WORK ORDER: Only the text belongs in the copy. Transcribe the data exactly and drop any pictures.

MATERIAL SHOWN:
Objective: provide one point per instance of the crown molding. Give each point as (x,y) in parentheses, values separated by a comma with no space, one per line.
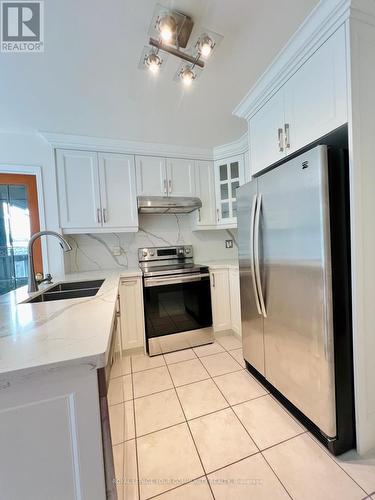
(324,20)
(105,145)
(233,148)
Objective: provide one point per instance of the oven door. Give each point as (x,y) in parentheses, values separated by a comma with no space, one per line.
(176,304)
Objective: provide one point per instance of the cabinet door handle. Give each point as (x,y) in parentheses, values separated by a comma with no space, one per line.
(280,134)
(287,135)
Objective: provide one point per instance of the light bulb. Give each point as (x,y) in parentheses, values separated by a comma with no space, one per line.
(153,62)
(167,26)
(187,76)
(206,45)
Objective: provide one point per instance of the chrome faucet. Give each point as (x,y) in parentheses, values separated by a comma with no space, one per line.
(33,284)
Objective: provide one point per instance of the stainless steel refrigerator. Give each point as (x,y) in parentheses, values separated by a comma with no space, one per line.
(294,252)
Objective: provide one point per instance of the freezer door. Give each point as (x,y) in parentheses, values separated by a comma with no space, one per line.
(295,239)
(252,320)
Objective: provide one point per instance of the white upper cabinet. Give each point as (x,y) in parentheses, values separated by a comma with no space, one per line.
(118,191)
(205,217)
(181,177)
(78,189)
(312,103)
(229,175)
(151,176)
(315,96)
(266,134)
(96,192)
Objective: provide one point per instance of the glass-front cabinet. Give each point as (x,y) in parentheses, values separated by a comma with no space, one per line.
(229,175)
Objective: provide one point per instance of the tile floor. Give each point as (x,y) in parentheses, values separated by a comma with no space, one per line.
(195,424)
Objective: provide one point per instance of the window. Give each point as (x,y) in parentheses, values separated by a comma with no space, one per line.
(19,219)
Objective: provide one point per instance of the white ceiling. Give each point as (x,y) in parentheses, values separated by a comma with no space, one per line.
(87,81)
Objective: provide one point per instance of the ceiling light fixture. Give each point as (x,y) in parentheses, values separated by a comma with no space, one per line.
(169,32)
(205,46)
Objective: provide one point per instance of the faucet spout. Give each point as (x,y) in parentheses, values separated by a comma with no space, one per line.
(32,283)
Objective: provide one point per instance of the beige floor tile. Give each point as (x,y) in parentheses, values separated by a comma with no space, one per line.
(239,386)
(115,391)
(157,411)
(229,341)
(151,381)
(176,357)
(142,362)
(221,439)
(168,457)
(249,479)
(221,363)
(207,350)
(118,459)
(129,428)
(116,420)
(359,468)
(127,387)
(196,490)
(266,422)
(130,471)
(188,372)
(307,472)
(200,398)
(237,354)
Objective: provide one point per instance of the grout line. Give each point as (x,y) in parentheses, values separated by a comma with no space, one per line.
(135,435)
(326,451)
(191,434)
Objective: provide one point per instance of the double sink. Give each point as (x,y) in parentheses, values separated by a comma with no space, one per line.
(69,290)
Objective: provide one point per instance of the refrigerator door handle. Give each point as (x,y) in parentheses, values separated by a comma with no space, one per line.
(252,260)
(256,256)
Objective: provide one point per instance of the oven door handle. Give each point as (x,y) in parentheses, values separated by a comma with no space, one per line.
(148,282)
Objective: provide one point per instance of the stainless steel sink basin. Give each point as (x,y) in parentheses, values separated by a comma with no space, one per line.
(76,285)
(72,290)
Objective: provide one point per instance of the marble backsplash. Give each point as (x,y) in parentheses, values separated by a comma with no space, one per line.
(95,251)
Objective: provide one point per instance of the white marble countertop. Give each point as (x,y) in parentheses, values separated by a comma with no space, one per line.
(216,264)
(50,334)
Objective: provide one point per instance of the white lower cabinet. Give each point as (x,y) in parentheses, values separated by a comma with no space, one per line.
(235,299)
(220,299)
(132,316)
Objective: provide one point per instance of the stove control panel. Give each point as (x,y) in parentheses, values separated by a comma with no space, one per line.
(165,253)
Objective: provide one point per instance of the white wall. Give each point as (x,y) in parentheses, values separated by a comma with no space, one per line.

ANSWER SECTION:
Objective: provide one point per instance of the crown molding. Give each point as (x,y) in parentheses, values separated by a comma with no space, one per line.
(324,20)
(105,145)
(233,148)
Objective: provide one point per instance of the oven door. Give each point as (x,y) in parentheses, values separated by a comma with no space, one per line.
(176,304)
Objective: provide one point per instance of the cabinet door handle. Give each point as (x,y) in parentheses, values separated by a comma with no space, one per line.
(280,134)
(287,135)
Objective: provide one point per instance of the light bulb. Give each point as (x,y) in parentheses, values separated by a comma with no space, one per line.
(153,62)
(167,26)
(187,76)
(206,45)
Objective: provide one point per instance of the chrome faucet. Give each point as (x,y) in parentheses, values separated by a comma with no space, one per line.
(33,284)
Objective: provide one point per instance of the stainless steel refrigerator. Give each point as (x,y) in parentheses, values separated by a comma with no space, one per line.
(294,252)
Objective: provide one point per instance of the freezer door. Give each point as (x,y) in parentheses, values separated by a comma with no space, one per line.
(295,239)
(252,320)
Objective: provide one point per instance of the white upper cabinet. Give each point as (x,y) in parentheses, values separated by a comma with no space, one per line.
(118,191)
(205,217)
(181,177)
(78,189)
(312,103)
(229,175)
(151,176)
(315,96)
(266,134)
(96,192)
Objective: provide one point per instance of the glass-front cabinet. Give each point as (x,y) in parentheses, values separated by a comma with no space, one per line.
(229,175)
Objective: provide one point per instance of the tile floor. Give each point as (x,y) in parentheses, values separated by a comma with no space, one per line.
(195,424)
Objective: provide one point per instance of the window. Give each point as (x,y) in parentheses, values separated by a comma with no space, one per line.
(19,219)
Objective: provide one point per instance of the white ceiling. Give each point as (x,y) in parentheses, values separated by a comma with no space, one per line.
(87,81)
Objective: provide one point per instance of the ceiling light fixture. Give each point as (x,y) in parentheses, values separated by a comma with no space, one per line.
(169,32)
(205,46)
Objective: provide one point per instance of the faucet spout. Give each point as (x,y) in parentheses, values separated by a comma with no space, one per line.
(32,283)
Objective: provide one point per instance of the beige floor tile. Give each point as (x,y) in parentheses, values separated by a comma with no space, one per line.
(239,386)
(115,391)
(157,411)
(229,341)
(151,381)
(176,357)
(142,362)
(221,439)
(168,457)
(249,479)
(221,363)
(207,350)
(118,459)
(129,428)
(116,420)
(359,468)
(127,387)
(196,490)
(266,422)
(130,471)
(188,372)
(307,472)
(200,398)
(237,354)
Objective: provide one point per instance of the grout line. Give each point as (x,y) in parentheses, values separated by a comma with no space, one per line.
(135,435)
(326,451)
(191,434)
Objective: provide one point per instance of the double sink. Give each point as (x,y) in parentheses, values separated by a comma with no space, one per line.
(69,290)
Objective: provide one point per instance of the refrigerator door handle. Give each point as (x,y) in parentheses, values separated by a comma with no space, one per line.
(252,260)
(256,256)
Objective: provide one point per instance of the oven door handle. Give each point as (x,y) in parentheses, values separated by a comma with no space, one per line.
(148,282)
Objective: provide one point per instance of the stainless steel sink basin. Give each point as (x,y) in parentheses, values separated by a comma with no space, one per line.
(76,285)
(72,290)
Objective: provide one point per instance of the marble backsplash. Give each point as (x,y) in parentheses, values separated by a comma with no space, one per line.
(95,251)
Objective: provide one point per instance of the white marble countertop. Give each point as (x,y) in parentheses, values separated by a comma with no space, one per line.
(216,264)
(50,334)
Objective: provide one point per instance of the white lower cabinet. Give each point as (x,y) in parentheses, values separated by a comma with no space, one per line.
(235,299)
(220,299)
(132,316)
Objective: provide one point per instance of the stove control panel. Give each point as (x,y) in parentheses, values separated by a comma with no space, one per line.
(165,253)
Objective: provide one point per instance of the white wall. Give each point as (x,y) in parentheses, values separated by a comma with no space, one per line.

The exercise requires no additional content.